Europäische Union Die härtesten Stunden der Angela Merkel - eine Chronik
Alle gegen Merkel - es sind die vielleicht härtesten Stunden für die Kanzlerin. Der zweitägige Verhandlungsmarathon beim Brüsseler EU-Gipfel ist noch nicht zu Ende, da wirft ihr die Opposition bereits vor, eingeknickt zu sein. Die ersten sprechen von einer Niederlage gegen Italiens Regierungschef Mario Monti - das "Ja" für Fiskalpakt und Rettungsschirm in Bundestag und Bundesrat wackelt plötzlich wieder.
Auch aus den eigenen Reihen werden Kritik und Häme laut. Dann kommt die Kanzlerin nach Berlin zurück. Sie muss sich und die Beschlüsse verteidigen. Bis kurz vor Mitternacht wird abgestimmt. Wir dokumentieren den Ablauf eines denkwürdigen Tages, Freitag, der 19. Juni 2012.

**********

### Aufgabe 1
Zählen Sie, wie viele der Zeilen unten die Zeichenfolge "positive" enthalten, und nennen Sie nur die Zahl.
### Aufgabe 2
Führen Sie den Text über Angela Merkel und den EU-Gipfel in Brüssel oben im Anschluss an seinen letzten Satz weiter.

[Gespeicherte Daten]
**********

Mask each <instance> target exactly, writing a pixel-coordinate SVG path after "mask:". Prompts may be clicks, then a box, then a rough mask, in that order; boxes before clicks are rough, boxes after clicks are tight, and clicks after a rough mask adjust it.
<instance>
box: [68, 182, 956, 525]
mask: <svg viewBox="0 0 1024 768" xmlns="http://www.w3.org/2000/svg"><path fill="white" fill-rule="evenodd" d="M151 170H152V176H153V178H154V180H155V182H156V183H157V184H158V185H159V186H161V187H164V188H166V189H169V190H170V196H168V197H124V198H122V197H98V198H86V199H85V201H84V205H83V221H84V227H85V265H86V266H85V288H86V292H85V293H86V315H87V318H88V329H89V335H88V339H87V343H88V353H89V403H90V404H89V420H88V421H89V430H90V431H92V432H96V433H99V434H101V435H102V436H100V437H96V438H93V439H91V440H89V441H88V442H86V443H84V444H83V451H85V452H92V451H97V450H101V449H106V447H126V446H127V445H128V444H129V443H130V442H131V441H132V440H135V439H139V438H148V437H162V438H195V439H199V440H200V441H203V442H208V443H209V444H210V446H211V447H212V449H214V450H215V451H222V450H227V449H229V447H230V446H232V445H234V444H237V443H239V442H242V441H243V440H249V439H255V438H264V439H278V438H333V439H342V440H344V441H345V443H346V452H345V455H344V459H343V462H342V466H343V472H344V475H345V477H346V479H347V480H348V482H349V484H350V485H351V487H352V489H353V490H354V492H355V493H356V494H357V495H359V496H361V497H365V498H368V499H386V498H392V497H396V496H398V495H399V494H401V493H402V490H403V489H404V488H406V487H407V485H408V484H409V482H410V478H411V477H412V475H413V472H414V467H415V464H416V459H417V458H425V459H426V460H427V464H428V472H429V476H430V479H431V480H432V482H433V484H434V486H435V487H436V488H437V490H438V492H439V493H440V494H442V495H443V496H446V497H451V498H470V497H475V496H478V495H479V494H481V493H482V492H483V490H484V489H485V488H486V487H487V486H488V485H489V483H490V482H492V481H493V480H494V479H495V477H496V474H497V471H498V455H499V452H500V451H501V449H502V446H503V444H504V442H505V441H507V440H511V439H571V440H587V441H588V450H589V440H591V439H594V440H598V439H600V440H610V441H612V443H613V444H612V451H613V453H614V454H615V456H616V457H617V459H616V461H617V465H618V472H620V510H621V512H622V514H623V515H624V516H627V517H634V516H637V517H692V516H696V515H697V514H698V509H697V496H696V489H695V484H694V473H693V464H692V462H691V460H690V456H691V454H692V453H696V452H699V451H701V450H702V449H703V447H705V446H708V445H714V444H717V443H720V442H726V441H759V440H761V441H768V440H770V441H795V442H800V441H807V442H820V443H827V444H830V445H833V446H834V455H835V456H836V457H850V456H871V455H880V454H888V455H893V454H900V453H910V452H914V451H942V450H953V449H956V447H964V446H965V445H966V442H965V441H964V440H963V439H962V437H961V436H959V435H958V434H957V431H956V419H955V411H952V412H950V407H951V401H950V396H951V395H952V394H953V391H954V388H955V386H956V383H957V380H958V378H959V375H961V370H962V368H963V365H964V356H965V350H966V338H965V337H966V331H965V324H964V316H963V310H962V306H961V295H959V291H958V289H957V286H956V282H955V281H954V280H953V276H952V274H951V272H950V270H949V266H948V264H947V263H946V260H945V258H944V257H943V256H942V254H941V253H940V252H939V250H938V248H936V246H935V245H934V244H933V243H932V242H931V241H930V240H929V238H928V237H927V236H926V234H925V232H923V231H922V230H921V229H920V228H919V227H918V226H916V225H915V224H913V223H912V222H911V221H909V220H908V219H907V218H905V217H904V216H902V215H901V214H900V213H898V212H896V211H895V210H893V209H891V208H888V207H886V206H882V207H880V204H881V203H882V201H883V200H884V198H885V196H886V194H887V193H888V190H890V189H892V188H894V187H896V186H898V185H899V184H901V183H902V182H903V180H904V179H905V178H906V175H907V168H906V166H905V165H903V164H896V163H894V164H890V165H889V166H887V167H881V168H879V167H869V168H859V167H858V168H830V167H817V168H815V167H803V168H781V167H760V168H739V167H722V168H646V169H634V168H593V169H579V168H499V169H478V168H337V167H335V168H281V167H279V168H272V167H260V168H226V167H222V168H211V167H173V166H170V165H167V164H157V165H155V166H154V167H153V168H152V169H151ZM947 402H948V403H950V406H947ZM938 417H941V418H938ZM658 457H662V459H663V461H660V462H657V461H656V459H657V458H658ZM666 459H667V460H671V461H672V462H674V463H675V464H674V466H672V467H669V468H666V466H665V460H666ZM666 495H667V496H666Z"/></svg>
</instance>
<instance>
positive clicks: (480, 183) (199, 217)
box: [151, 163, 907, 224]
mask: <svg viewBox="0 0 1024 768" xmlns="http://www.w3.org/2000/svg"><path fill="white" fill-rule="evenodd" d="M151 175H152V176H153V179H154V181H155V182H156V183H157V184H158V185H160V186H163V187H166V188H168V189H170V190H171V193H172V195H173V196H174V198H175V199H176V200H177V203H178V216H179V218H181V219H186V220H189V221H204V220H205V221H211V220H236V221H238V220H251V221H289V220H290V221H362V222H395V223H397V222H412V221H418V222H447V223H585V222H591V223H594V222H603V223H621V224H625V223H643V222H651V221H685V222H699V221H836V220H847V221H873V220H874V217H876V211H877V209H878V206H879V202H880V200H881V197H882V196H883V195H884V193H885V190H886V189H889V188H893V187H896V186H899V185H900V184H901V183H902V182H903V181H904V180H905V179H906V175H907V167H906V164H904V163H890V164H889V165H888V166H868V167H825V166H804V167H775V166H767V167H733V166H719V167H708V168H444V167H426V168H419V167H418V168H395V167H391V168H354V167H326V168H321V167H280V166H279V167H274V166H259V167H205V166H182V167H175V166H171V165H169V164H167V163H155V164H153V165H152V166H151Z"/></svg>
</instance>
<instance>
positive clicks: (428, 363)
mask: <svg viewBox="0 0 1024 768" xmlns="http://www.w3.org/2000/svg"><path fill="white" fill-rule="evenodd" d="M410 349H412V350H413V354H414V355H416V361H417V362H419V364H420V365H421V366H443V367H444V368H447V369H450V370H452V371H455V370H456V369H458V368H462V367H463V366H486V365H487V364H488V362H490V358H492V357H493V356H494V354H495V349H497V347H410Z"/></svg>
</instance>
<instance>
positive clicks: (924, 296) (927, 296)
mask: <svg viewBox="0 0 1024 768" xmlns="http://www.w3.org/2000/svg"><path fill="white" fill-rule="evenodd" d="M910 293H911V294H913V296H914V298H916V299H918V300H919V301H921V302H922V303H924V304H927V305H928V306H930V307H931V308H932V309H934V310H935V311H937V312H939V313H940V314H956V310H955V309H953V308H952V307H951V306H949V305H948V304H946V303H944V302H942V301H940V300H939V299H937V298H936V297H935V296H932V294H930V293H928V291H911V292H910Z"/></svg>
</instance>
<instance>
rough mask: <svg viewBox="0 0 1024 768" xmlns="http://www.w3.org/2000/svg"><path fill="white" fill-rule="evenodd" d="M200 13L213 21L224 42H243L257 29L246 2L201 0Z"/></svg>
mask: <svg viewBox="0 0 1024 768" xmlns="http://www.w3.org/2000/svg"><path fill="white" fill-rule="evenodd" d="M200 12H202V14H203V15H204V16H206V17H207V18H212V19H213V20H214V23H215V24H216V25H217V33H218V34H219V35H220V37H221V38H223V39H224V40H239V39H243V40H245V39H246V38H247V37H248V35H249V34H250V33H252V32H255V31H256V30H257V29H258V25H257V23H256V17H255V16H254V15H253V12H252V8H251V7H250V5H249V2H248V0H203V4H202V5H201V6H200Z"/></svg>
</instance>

**********

### Antwort 1
3

### Antwort 2
00.01 Uhr: In Brüssel ist die Geisterstunde angebrochen. Kanzlerin Angela Merkel sitzt zusammen mit den anderen Staats- und Regierungschefs im achten Stock des Brüsseler Ratsgebäudes. Immer noch, muss man sagen: Am Donnerstagmittag war die CDU-Vorsitzende in Brüssel aufgeschlagen, hatte ein Treffen der Europäischen Volkspartei (EVP) besucht und war dann ein paar Hundert Meter weitergefahren, um sich dem EU-Gipfel zu widmen.
00.30 Uhr: Die EU-Spitzen sitzen immer noch zusammen und sprechen über die Zukunft der Währungsunion. Nebenan feilschen die Sherpas, so werden die Mitarbeiter genannt, erbittert über Rettungsmaßnahmen für Spanien und Italien. Die Niederlage der Fußball-Nationalmannschaft hat Merkel wohl nicht gesehen. Keine Zeit.
00.55 Uhr: Die erste Limousine braust von einer Polizeieskorte begleitet vom Hof. Mehr und mehr Politiker verlassen das Ratsgebäude - allerdings gehören sie alle Staaten an, die den Euro nicht als Währung haben. Die Kanzlerin beginnt mit ihren Kollegen der Euro-Länder die entscheidende Verhandlungsrunde über Sofortmaßnahmen für Spanien und Italien.
1.00 Uhr: EU-Ratspräsident Herman Van Rompuy entscheidet, dass die Euro-Länder die Nacht durchverhandeln.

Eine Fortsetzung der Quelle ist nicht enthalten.